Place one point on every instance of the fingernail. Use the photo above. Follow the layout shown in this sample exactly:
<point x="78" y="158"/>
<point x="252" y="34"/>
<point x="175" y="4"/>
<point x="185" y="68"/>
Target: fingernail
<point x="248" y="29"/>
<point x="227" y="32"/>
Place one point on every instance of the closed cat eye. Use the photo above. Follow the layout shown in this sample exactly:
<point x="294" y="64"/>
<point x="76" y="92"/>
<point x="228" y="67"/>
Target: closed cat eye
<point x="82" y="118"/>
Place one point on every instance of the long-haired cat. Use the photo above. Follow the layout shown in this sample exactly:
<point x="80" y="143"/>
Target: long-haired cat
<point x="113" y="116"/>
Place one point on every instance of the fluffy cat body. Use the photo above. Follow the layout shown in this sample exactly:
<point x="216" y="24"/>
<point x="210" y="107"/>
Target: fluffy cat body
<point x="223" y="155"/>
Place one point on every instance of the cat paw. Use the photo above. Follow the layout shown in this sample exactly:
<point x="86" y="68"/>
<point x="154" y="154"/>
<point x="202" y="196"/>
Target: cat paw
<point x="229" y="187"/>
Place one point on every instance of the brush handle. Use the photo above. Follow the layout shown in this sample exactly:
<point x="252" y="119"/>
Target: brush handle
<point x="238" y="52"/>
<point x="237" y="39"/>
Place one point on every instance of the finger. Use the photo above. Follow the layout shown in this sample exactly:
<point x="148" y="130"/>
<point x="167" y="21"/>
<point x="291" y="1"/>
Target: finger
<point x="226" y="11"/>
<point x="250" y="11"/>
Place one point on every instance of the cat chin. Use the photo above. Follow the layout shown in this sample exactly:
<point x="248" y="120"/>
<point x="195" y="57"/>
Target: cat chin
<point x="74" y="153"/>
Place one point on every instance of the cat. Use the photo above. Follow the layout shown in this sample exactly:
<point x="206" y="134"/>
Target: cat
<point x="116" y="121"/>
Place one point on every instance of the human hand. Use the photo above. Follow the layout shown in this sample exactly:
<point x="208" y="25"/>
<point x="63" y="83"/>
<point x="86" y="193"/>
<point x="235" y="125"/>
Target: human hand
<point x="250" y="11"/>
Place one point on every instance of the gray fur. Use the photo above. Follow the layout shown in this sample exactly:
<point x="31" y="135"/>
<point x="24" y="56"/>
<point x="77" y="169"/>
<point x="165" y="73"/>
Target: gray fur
***
Task directions –
All of the entries above should be written out again exactly.

Exercise output –
Place one point on every instance of the fingernail. Use the photo above. Follow the layout shown in this sample exactly:
<point x="78" y="158"/>
<point x="252" y="34"/>
<point x="175" y="4"/>
<point x="185" y="68"/>
Target: fingernail
<point x="248" y="29"/>
<point x="227" y="32"/>
Place one point on every instance of the closed cat eye. Use the photo above. Follow the layout shown in this sample exactly:
<point x="294" y="64"/>
<point x="76" y="92"/>
<point x="228" y="67"/>
Target: closed cat eye
<point x="82" y="118"/>
Place one point on every instance of the long-haired cat. Use the photo above. Follow the layout shown in this sample exactly:
<point x="80" y="143"/>
Target: long-haired cat
<point x="113" y="116"/>
Place one point on every instance of the fluffy cat body. Use the photo above. Follow the layout shown in this sample exactly:
<point x="216" y="24"/>
<point x="210" y="107"/>
Target: fluffy cat body
<point x="223" y="155"/>
Place one point on every instance of the cat paw. Use the photo above. Follow the layout shown in this sample exactly:
<point x="86" y="68"/>
<point x="154" y="154"/>
<point x="202" y="196"/>
Target: cat paw
<point x="229" y="187"/>
Place one point on every instance of the brush handle. Use the photo above. Follow the layout shown in this sample exactly:
<point x="252" y="119"/>
Target: brush handle
<point x="238" y="52"/>
<point x="237" y="39"/>
Place one point on every instance of the finger. Use the photo above. Follow the layout shown in this sample exactly:
<point x="148" y="130"/>
<point x="167" y="21"/>
<point x="291" y="1"/>
Target: finger
<point x="226" y="11"/>
<point x="250" y="11"/>
Place one point on every instance of the cat chin. Use the photo above. Follow the layout shown in this sample exactly:
<point x="248" y="120"/>
<point x="195" y="57"/>
Target: cat chin
<point x="74" y="153"/>
Place one point on every instance of the cat. Use the photo above. Follow the layout shown in this sample exactly:
<point x="206" y="134"/>
Target: cat
<point x="116" y="121"/>
Place one point on every instance of the human hand. Use the photo above. Follow the layout shown in this sample exactly:
<point x="208" y="25"/>
<point x="63" y="83"/>
<point x="86" y="193"/>
<point x="235" y="125"/>
Target: human hand
<point x="250" y="11"/>
Place one point on every instance of the gray fur. Use the photo above. Follow the layout shown in this sample exactly:
<point x="31" y="135"/>
<point x="24" y="56"/>
<point x="77" y="169"/>
<point x="165" y="73"/>
Target: gray fur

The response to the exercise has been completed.